→ **What the task requires**
Transcribe the passage of the Tiffany & Co. article that begins at the words "Tiffany reported second-quarter" and stops after the words "a mid-single-digit percentage.".

→ **Text shown**
§ §

Could beleaguered jeweler Tiffany & Co. (TIF - Get Report)  be wedded to an activist investor real soon?

Shares of Tiffany rose as much as 1.5% in early trading on Tuesday on a report from DealBreaker that activist Bill Ackman could be poised to amass a stake in the company. Shares are now up a fraction at around $68.

The report follows Tiffany's Tuesday appointment of Canadian Pacific (CP) exec Mark Erceg as chief financial officer. Erceg had served as CFO of the railroad operator since May 2015. Last week, Canadian Pacific said Ackman resigned from its board, fueling speculation he would follow Erceg to Tiffany. He joined Canadian Pacific's board in 2012, leading an effort to install new board members and management. In an Aug. 5 filing, Pershing Square confirmed it excited its stake in Canadian Pacific.

A Pershing Square spokesman declined to comment on the rumors.

Should Ackman put money to work in Tiffany, it would closely resemble the thesis behind a recent stake Pershing took in burrito joint Chipotle (CMG - Get Report) : a well-known consumer brand that has fallen on hard times and needs fresh ideas in light of a share price that has gone drastically lower.

Tiffany reported second-quarter earnings, adjusted for one-time items, declined 5% from the prior year to 86 cents a share. Despite persistent struggles in driving sales globally, Tiffany benefited from price increases taken earlier in the year, lower gold and silver prices from last year that are now flowing through its financials, and a good number of share repurchases.

Executives foresee full-year sales declining by a low-single-digit percentage from the prior year, and earnings dropping by a mid-single-digit percentage.

§ §

→ **Supplied records**
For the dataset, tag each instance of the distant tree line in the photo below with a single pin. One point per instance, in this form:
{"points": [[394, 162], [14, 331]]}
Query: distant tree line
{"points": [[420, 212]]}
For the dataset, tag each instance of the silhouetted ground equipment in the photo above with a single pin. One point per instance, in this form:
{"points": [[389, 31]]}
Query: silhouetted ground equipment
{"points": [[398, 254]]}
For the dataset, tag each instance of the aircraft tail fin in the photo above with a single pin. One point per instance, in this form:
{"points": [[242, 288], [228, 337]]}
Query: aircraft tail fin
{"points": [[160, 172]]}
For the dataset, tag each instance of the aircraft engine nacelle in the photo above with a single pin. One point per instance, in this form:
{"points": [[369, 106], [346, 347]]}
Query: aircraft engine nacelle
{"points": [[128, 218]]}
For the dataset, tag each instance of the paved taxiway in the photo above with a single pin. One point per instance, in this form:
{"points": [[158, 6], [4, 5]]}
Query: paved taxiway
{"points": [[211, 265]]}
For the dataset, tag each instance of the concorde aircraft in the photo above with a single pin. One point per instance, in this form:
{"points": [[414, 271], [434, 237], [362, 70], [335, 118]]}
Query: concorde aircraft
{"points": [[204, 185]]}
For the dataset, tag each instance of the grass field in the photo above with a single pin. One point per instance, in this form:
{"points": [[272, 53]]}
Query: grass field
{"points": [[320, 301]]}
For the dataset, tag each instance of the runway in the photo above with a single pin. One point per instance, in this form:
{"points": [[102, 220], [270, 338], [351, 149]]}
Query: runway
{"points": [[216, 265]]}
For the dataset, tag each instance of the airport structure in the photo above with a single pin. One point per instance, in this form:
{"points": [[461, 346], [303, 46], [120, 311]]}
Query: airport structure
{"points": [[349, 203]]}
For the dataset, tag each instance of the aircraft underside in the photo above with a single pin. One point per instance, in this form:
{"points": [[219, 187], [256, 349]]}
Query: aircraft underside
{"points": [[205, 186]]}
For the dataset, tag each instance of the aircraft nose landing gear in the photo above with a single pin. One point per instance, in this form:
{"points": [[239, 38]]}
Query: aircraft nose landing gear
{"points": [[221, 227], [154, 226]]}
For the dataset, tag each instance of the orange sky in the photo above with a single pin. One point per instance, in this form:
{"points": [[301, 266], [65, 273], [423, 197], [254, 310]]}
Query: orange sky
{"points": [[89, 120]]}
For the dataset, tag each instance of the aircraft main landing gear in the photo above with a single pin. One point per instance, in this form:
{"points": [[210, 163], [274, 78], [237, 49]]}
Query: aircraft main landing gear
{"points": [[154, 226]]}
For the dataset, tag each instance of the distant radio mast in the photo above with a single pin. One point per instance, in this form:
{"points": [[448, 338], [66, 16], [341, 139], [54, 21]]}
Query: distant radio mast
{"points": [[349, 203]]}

§ §

→ **Full solution**
Tiffany reported second-quarter earnings, adjusted for one-time items, declined 5% from the prior year to 86 cents a share. Despite persistent struggles in driving sales globally, Tiffany benefited from price increases taken earlier in the year, lower gold and silver prices from last year that are now flowing through its financials, and a good number of share repurchases.

Executives foresee full-year sales declining by a low-single-digit percentage from the prior year, and earnings dropping by a mid-single-digit percentage.